## Source document
──────────
I’ve used some of the methods you describe—various kinds of analogies, putting it in terms maybe they can understand, or even their personal experiences with something similarly psychological, but not really the same—but then what sometimes happens is that then they only understand it relating it to their own experience, which can ultimately minimize it, and then from there they start advising you on how THEY deal with that, boy fully understanding that my anxiety, depression, dissociation, what have you, is of a completely different order than what they know.
Long story short, it’s very difficult to ever explain something to other people that they do not experience and have them fully understand it. That kind of understanding will never really happen. Rather, a different kind of understanding is required, the kind that proceeds from compassion, in which the conceptual intellectualizing reaches its limit and finally ceases, and pure understanding and acceptance of what I’m saying is my experience takes its place. Understanding as in = standing under, rather than standing over, which is what happens when you try to fit it into another’s pigeonholes, comfortably customizing it, and ultimately altering it, just for them, and in so doing, their understanding is not stretched very far. This has led, in may cases, to worse misunderstandings ! Maybe, just maybe, people who care about you could stretch themselves and take the time to listen and learn some psychological and neurological concepts and terminology, read an article or two, watch a video—why is this so hard? I do this for friends who are sick. I had a friend who recently needed a heart operation and who I organized a GoFundMe for. Leading up to the operation he has various choices to make ans dent me some links, which I read right away and watched a video, then discussed it with him. Did he do the same for me when I sent him stuff about PTS last year? Um, I think we know the answer to that.
──────────
[Records taken from a collection]
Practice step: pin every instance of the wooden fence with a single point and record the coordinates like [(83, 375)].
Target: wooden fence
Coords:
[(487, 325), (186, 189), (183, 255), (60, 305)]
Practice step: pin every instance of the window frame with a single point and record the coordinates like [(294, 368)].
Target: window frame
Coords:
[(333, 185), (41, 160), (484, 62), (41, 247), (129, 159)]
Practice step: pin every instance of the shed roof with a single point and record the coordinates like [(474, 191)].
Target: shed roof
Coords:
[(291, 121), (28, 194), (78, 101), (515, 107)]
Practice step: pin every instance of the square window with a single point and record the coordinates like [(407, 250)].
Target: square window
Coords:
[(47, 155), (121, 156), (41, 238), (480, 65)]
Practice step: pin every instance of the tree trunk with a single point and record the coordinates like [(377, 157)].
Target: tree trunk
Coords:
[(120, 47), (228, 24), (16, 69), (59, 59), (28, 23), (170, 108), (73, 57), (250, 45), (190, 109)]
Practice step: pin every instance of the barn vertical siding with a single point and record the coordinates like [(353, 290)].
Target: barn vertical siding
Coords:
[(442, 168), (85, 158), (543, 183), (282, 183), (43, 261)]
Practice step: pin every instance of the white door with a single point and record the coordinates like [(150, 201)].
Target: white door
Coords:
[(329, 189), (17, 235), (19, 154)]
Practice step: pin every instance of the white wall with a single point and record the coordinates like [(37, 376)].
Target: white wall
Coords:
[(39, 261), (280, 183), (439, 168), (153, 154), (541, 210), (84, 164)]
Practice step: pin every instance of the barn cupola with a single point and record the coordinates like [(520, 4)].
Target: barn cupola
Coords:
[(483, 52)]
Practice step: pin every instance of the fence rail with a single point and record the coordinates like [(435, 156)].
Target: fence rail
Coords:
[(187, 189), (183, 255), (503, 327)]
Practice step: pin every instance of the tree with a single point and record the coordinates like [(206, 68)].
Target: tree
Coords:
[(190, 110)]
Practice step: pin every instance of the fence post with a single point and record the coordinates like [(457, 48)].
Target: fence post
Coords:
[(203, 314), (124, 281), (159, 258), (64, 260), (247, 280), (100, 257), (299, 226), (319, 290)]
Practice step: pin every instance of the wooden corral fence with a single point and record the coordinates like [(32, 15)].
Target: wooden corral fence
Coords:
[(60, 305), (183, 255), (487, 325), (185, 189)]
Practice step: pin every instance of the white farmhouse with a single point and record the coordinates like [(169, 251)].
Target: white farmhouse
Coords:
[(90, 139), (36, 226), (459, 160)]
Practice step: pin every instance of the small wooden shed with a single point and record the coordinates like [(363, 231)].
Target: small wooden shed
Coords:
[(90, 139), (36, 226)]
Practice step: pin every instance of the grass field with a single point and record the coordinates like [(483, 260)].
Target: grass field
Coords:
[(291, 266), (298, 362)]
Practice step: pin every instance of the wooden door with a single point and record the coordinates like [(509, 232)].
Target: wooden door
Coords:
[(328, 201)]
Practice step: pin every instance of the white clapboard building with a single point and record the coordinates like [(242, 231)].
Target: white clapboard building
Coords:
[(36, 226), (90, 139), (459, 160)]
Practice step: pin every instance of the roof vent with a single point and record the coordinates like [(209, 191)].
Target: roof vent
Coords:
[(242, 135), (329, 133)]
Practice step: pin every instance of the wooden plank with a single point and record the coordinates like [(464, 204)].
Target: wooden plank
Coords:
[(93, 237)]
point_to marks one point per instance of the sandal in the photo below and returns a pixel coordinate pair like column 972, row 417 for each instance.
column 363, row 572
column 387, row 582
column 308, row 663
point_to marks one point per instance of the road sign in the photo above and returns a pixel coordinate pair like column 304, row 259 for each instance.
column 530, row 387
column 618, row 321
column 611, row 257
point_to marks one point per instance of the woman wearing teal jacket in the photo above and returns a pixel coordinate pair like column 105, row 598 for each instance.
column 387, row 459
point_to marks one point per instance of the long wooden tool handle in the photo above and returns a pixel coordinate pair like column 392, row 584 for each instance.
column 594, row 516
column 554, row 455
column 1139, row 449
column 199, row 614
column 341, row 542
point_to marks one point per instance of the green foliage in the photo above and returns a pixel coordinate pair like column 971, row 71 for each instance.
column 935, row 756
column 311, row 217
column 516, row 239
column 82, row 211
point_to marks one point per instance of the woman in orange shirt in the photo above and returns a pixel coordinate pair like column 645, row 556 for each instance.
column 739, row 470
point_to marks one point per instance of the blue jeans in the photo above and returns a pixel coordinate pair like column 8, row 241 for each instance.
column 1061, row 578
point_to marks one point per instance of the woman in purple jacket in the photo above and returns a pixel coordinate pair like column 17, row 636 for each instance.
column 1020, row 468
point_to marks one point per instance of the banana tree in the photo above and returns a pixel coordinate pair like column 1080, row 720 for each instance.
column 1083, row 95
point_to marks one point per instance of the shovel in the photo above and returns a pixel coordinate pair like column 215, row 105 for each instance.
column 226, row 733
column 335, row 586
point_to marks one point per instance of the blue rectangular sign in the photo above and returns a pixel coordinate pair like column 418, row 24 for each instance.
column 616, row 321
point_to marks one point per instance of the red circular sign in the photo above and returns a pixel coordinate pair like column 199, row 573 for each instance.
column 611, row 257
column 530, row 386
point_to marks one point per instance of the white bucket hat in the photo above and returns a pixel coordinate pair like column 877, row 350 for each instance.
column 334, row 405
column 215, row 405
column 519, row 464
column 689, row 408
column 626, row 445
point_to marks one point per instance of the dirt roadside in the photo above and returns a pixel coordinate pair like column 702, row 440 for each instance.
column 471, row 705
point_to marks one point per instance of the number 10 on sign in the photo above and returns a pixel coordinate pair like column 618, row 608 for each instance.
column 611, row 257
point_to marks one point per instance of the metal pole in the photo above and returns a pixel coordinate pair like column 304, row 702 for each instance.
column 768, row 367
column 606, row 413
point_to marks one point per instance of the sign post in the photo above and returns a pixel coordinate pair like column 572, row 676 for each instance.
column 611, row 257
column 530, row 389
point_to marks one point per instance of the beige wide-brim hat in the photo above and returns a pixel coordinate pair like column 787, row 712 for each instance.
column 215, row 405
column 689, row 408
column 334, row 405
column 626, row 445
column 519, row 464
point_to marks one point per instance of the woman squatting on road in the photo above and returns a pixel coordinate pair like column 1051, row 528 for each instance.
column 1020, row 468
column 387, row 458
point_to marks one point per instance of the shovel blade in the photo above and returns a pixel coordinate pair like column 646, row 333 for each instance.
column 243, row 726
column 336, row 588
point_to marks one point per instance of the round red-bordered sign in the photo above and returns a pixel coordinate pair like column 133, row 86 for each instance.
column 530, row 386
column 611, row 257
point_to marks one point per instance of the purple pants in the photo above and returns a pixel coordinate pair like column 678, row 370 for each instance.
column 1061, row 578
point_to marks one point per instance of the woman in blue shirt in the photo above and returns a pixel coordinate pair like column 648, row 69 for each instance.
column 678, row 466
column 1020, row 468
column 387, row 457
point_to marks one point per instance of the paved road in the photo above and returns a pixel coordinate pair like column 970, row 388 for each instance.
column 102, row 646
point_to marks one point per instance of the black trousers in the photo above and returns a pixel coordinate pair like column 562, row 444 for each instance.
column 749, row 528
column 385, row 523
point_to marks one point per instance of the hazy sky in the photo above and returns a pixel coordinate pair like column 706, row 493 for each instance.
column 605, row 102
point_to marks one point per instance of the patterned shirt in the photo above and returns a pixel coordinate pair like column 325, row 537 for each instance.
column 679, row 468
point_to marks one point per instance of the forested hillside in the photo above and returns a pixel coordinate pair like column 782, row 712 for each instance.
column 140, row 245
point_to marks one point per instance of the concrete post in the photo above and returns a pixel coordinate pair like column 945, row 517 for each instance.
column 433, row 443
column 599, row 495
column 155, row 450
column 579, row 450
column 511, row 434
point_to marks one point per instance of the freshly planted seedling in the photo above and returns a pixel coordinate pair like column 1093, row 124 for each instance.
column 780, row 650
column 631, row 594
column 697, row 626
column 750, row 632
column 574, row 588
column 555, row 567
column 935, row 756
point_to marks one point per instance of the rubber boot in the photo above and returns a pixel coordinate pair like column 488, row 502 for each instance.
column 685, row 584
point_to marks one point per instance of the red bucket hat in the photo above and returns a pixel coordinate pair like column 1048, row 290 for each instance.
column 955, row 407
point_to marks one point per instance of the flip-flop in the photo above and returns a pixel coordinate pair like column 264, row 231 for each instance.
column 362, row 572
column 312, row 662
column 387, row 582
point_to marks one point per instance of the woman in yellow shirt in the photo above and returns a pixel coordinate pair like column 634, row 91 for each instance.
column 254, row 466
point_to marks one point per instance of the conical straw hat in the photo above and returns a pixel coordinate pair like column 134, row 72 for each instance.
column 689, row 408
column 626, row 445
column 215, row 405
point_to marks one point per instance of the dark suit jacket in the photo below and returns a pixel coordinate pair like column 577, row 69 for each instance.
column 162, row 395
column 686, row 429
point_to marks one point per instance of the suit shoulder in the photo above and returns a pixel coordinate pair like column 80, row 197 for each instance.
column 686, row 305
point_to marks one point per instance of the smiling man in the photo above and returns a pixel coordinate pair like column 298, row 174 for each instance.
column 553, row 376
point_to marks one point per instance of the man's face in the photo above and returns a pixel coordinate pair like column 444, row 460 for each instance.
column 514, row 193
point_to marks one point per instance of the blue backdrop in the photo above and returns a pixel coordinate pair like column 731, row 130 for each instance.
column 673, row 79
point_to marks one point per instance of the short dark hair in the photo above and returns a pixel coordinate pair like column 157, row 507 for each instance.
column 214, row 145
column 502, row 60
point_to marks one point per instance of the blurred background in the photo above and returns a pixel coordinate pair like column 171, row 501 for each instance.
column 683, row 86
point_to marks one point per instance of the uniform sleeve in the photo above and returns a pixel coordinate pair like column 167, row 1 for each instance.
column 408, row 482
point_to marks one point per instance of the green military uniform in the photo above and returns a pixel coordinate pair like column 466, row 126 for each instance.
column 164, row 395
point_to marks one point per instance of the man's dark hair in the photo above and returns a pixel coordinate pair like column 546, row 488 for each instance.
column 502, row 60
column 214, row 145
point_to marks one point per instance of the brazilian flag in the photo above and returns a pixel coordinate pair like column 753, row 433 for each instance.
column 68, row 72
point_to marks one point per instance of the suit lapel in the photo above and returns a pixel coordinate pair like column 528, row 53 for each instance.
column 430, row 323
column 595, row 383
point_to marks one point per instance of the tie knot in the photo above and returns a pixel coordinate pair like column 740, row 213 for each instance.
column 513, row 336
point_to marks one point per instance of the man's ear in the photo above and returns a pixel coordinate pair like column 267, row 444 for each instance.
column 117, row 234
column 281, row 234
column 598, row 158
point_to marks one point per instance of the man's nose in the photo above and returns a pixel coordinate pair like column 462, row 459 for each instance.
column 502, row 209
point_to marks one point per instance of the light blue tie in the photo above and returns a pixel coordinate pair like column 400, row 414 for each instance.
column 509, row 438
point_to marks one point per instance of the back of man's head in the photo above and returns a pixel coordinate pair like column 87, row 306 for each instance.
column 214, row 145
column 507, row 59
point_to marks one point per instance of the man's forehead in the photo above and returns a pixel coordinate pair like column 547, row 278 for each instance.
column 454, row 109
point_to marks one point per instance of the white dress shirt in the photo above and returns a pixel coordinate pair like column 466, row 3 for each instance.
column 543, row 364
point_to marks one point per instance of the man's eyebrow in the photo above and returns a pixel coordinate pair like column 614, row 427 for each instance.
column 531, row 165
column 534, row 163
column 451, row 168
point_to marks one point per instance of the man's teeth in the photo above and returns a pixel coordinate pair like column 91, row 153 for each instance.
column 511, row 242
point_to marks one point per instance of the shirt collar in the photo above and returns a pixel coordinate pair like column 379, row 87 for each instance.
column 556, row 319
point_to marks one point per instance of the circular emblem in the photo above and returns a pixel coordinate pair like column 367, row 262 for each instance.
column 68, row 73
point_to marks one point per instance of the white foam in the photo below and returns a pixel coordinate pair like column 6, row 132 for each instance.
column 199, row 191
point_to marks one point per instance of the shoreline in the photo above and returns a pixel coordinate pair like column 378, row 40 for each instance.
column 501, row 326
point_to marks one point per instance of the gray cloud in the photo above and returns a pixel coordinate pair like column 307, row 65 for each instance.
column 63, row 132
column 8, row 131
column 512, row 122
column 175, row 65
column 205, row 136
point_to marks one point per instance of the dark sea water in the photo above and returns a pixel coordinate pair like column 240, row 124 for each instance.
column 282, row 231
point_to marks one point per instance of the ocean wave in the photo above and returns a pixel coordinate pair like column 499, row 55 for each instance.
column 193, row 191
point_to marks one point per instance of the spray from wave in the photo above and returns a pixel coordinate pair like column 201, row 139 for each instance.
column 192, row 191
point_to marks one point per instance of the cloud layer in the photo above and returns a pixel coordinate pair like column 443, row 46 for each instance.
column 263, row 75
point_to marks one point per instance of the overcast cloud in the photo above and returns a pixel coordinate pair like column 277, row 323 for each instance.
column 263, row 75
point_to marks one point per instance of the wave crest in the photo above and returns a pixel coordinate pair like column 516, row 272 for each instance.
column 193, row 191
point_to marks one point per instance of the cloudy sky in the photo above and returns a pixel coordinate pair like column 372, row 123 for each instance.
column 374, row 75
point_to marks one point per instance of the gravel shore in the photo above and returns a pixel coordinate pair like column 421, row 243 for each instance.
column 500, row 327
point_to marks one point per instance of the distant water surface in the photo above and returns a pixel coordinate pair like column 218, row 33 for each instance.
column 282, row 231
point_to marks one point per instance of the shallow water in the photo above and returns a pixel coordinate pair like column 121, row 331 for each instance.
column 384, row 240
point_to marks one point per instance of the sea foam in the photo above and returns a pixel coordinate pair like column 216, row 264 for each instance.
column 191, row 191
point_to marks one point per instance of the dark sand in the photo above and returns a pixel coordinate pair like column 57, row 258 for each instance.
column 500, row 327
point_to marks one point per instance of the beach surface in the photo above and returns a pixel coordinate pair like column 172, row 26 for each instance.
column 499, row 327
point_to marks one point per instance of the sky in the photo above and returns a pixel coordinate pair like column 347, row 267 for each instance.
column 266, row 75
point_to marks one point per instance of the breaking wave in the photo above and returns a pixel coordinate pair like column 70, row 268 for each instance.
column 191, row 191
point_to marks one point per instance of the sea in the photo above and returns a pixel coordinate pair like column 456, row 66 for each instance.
──────────
## Study questions
1/ From the comment on explaining mental health, list the conditions the writer names as their own in the sentence ending "is of a completely different order than what they know."
2/ Reproduce the passage of the comment on explaining mental health that begins at the words "I’ve used some" and stops after "what they know.".
Work only from the comment on explaining mental health.

## List of answers
1/ anxiety, depression, dissociation

2/
I’ve used some of the methods you describe—various kinds of analogies, putting it in terms maybe they can understand, or even their personal experiences with something similarly psychological, but not really the same—but then what sometimes happens is that then they only understand it relating it to their own experience, which can ultimately minimize it, and then from there they start advising you on how THEY deal with that, boy fully understanding that my anxiety, depression, dissociation, what have you, is of a completely different order than what they know.